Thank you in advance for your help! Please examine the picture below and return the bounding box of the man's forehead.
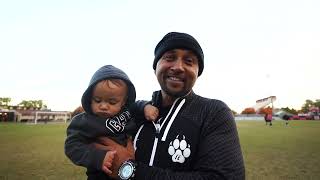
[164,49,197,55]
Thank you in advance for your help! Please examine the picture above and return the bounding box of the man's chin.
[165,89,189,98]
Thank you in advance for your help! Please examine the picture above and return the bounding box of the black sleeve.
[64,114,107,170]
[129,100,150,124]
[194,102,245,179]
[135,101,245,180]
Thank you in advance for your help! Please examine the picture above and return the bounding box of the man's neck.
[160,90,192,107]
[161,93,176,107]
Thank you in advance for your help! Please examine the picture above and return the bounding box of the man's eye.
[162,55,174,61]
[184,57,194,65]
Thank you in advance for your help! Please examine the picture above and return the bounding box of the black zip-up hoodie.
[133,91,245,180]
[64,65,138,180]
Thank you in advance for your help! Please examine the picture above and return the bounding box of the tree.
[281,107,298,115]
[18,100,33,109]
[241,108,256,114]
[259,107,272,115]
[300,99,320,113]
[301,99,314,113]
[0,97,11,107]
[314,99,320,109]
[18,100,46,110]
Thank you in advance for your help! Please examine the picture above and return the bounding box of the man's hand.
[94,137,135,179]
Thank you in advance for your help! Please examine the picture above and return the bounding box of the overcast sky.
[0,0,319,113]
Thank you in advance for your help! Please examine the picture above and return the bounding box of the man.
[96,32,245,180]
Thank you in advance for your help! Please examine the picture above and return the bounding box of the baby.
[64,65,158,180]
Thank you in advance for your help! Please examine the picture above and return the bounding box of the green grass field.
[238,121,320,180]
[0,120,319,180]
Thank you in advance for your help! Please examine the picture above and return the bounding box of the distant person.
[64,65,158,180]
[265,113,273,126]
[264,114,268,125]
[283,114,290,126]
[94,32,245,179]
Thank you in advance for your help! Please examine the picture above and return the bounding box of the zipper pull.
[155,123,160,134]
[154,117,162,134]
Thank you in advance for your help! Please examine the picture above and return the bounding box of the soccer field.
[0,120,319,180]
[238,120,320,180]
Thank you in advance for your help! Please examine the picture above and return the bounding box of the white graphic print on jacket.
[105,111,130,133]
[168,135,191,163]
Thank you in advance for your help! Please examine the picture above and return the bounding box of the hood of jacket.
[81,65,136,114]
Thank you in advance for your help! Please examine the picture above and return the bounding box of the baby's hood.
[81,65,136,114]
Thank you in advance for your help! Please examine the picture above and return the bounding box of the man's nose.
[171,58,184,71]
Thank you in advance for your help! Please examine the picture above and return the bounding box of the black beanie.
[153,32,204,76]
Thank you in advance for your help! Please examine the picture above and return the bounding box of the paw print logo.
[168,135,191,163]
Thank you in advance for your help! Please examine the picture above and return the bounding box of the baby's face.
[90,79,128,118]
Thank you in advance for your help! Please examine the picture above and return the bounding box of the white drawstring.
[148,98,186,166]
[161,99,185,141]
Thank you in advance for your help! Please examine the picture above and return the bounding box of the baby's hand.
[101,150,116,175]
[144,104,159,121]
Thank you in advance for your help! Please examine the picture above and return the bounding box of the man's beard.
[161,84,190,98]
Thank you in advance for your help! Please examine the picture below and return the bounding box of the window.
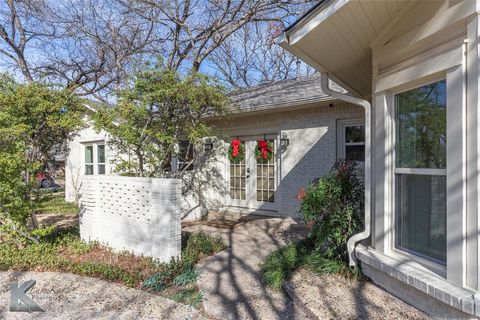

────────────────────────────────────────

▸ WHAT IS BEING ASKED:
Return verbatim every line from the one holding "the man's beard." to the end of the records above. Do not copy the pictures.

▸ RESPONSE TO THIS EXERCISE:
Thank you in advance for your help! Please examine the picture above and return the bounding box of the man's beard.
[161,84,190,98]
Thank you in advance for your help! Please examine the picture below and return the bounding box of the window.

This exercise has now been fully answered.